* start Information supplied *
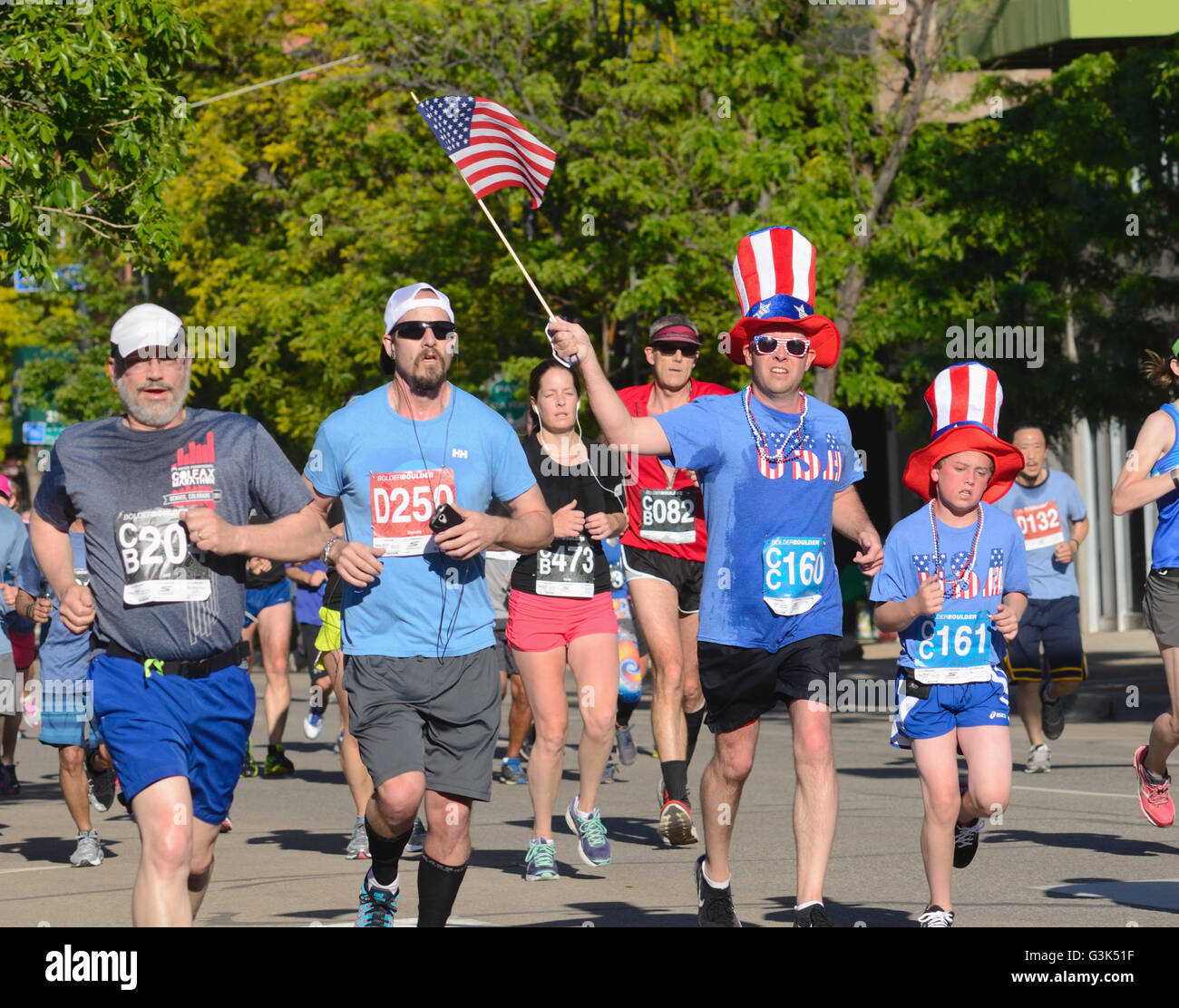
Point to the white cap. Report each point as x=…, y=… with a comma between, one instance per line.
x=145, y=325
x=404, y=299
* end Information supplied *
* start Information supplied *
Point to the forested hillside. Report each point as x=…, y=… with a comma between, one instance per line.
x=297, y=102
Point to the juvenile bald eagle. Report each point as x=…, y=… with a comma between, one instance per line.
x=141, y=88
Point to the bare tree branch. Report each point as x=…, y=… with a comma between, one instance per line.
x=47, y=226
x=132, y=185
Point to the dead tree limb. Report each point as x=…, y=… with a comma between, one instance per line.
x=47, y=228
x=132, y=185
* end Information supplied *
● **Directions**
Reproduce everything in the listing from the line containing "Point to the white" down to the line containing "x=404, y=299", changing "white cap" to "white hat" and leaving all else unaltered. Provide only those lines.

● **Output for this task**
Point to the white hat. Report each point as x=…, y=… with a comma between, one instance per line.
x=145, y=325
x=404, y=299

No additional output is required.